What is being asked: Reproduce every line of the data below without changing anything, and leave out the pictures.

## begin

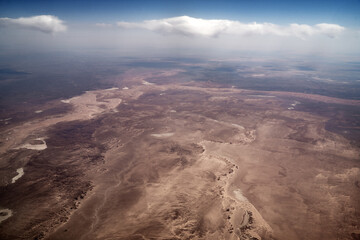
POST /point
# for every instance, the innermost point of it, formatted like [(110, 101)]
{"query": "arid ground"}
[(157, 158)]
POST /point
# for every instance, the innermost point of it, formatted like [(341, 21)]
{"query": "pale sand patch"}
[(239, 195), (162, 135), (20, 172), (237, 125), (146, 83), (39, 147), (5, 214), (262, 96), (110, 89)]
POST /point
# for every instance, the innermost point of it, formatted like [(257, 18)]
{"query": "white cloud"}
[(189, 26), (43, 23), (103, 25)]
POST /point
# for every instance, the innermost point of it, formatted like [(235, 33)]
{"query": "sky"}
[(170, 27)]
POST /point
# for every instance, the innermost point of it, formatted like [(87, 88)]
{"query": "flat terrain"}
[(157, 158)]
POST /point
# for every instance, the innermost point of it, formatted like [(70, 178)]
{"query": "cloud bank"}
[(42, 23), (189, 26)]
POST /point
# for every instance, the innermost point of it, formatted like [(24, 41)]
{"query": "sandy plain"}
[(151, 159)]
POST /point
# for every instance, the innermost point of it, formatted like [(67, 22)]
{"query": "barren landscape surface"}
[(157, 158)]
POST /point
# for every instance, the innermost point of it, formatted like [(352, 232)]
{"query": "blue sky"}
[(346, 12), (311, 27)]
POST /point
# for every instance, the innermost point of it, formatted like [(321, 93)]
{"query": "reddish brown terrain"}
[(157, 158)]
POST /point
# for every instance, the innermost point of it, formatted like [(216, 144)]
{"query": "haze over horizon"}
[(214, 28)]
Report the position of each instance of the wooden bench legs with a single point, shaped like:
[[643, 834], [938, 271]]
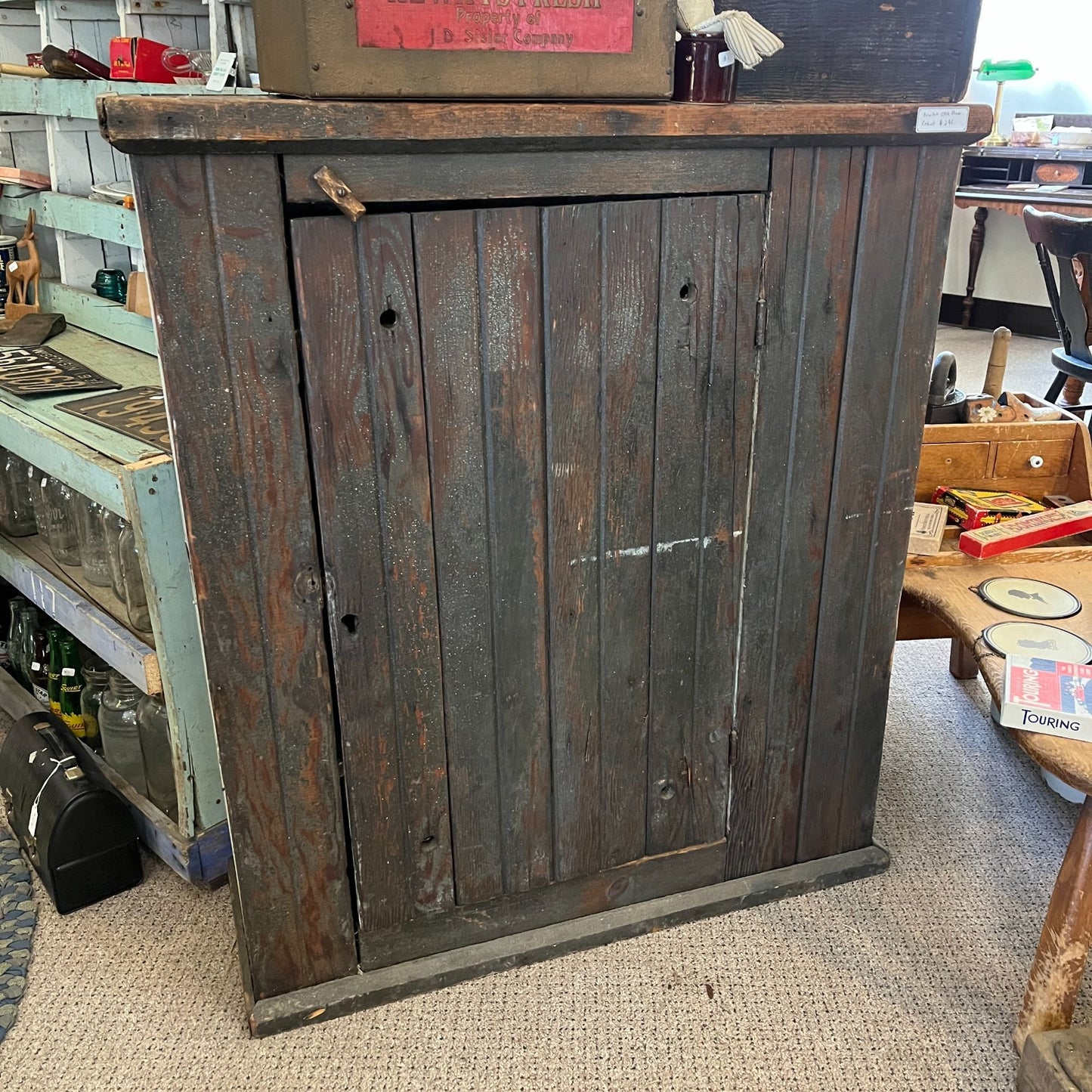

## end

Result for this exercise:
POST /point
# for every instance, the innermost point of it, formatted like [(110, 101)]
{"query": "arid ground"}
[(157, 158)]
POST /point
# for every instance, the innermost point of it, formatted like [(341, 21)]
{"query": "pale sand patch"}
[(239, 195), (162, 135), (20, 172), (237, 125), (146, 83), (39, 147), (5, 214), (262, 96), (110, 89)]
POST /point
# for every instance, the innermost point of it, formatted like [(257, 18)]
{"query": "white cloud"}
[(189, 26), (43, 23), (103, 25)]
POST /point
# for every instance, the innermost point of it, formatted like [(235, 33)]
{"query": "sky"}
[(170, 27)]
POST /point
# for every instance, the innermost point of it, formatted like [(87, 88)]
{"query": "flat terrain"}
[(157, 158)]
POST /point
# for every instance, the innermost point of it, formatted like [(70, 178)]
{"query": "cloud bank"}
[(42, 23), (189, 26)]
POST /point
# for every instance, the innermost point of it, formatted like [(24, 41)]
{"query": "sandy plain"}
[(151, 159)]
POST /point
# for every instance, the innermost point of it, formatted like [(67, 22)]
{"query": "barren landscape surface"}
[(157, 158)]
POST /point
# for every instance, the innermost point of it, formatted like [(352, 232)]
{"query": "blue sky"}
[(346, 12), (311, 27)]
POST /point
# for every instance, the innermost point of it, formatted like [(321, 93)]
{"query": "reddish brown terrain"}
[(157, 158)]
POST /point
# for every instance, the innermost point of it, formatted like [(216, 144)]
{"query": "haze over horizon"}
[(214, 28)]
Report the position of each instance of the wooden bench legs with a single point, shaped like:
[[643, 834], [938, 271]]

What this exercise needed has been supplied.